WORK TO DO: In the forum post about maximizing the Sharpe ratio, translate the sentence "I tried using cvxpy to accomplish this, but I am getting a DCP rules error." into Spanish.

EXTRACT TO READ:
I have a dataframe $n$ by $m$ representing $m$ timeseries of returns (each column is a different time series) with total $n$ number of observations, I want to find weight vector of length $m$ such that the sharpe ratio of the resulting time series is maximized (defined as average of column / std of column)

I tried using cvxpy to accomplish this, but I am getting a DCP rules error. Is there a way to do this in cvxpy? If not, what about cvxopt? My suspicion is that I have not formulated it in a convex way. I can change the problem to maximize return subject to the standard deviation be below a certain threshold. But I dont want to set an arbitrary threshold

import pandas as pd
import cvxpy as cp
import numpy as np

df = pd.DataFrame([[0.01, -0.005],
                   [-0.005, -0.005],
                   [0.02, 0.01],
                   [0.01, -0.005],
                   [-0.03, 0.0025],
                   [0.01, -0.005],
                   [0.01, 0.001],], columns=["a","b"])

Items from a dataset
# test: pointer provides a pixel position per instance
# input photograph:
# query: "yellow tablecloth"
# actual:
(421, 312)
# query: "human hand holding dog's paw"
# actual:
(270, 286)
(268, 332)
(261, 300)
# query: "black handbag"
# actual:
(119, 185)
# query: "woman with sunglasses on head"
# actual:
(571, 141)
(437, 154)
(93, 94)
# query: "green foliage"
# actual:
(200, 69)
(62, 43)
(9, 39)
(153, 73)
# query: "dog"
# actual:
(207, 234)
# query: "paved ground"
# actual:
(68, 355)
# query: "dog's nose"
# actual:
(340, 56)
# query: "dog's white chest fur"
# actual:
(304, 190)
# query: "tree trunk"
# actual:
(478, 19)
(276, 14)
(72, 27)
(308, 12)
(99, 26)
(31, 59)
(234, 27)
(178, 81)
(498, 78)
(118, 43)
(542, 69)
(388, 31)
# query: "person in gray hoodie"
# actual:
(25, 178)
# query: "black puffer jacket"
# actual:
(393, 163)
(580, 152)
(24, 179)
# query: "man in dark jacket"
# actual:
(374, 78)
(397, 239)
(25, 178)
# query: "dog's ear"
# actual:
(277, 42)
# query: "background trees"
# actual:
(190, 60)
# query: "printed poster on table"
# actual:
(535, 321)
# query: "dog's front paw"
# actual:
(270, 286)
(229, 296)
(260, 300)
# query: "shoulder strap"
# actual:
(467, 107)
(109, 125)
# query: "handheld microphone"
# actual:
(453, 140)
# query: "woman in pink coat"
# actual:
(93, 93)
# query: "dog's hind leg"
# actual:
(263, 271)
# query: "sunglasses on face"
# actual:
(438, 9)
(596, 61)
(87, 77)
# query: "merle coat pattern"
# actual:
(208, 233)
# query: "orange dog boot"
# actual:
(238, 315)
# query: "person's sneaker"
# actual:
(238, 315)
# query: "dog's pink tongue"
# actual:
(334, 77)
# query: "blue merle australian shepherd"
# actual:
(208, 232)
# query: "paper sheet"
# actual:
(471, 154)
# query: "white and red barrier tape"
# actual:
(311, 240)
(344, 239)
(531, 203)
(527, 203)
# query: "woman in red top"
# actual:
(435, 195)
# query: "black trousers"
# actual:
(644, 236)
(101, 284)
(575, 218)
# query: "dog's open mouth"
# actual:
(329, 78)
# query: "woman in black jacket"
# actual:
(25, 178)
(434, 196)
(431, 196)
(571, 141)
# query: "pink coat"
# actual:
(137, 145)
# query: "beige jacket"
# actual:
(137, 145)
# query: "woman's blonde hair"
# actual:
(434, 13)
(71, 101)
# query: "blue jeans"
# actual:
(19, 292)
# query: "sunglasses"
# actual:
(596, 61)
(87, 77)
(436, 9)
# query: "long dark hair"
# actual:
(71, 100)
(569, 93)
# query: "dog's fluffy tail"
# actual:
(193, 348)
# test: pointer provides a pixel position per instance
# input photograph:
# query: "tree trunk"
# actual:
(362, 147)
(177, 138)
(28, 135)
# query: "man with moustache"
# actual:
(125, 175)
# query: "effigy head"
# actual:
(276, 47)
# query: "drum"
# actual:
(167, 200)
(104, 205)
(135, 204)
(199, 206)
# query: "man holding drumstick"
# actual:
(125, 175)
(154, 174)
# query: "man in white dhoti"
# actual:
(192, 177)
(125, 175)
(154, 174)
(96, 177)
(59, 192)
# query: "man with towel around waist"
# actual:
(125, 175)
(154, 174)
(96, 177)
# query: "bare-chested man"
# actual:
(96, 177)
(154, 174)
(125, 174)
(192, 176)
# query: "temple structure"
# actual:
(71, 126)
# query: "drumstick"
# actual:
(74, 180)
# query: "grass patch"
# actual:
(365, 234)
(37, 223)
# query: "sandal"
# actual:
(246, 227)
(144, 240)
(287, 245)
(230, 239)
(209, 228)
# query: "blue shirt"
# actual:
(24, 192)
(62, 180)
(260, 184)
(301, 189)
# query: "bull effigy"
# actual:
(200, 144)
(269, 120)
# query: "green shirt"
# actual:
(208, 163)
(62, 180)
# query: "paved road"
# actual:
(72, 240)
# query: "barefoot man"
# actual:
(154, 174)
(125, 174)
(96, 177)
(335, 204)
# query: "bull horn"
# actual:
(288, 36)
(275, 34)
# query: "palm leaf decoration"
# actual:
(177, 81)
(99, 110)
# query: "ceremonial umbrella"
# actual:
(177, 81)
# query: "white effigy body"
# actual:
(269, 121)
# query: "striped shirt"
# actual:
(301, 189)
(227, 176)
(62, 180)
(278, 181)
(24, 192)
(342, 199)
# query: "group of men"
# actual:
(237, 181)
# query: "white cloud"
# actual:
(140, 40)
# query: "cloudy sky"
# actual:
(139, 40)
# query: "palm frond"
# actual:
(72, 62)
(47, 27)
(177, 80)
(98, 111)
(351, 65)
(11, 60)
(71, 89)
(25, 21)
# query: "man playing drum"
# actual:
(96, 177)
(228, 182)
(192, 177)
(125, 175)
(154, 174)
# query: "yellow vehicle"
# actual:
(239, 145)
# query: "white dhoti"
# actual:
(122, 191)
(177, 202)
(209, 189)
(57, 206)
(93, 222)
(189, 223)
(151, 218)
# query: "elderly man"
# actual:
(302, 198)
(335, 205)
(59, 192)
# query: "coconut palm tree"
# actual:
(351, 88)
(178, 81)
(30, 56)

OUTPUT FOR THIS EXERCISE: Intenté usar cvxpy para lograr esto, pero me sale un error de reglas DCP.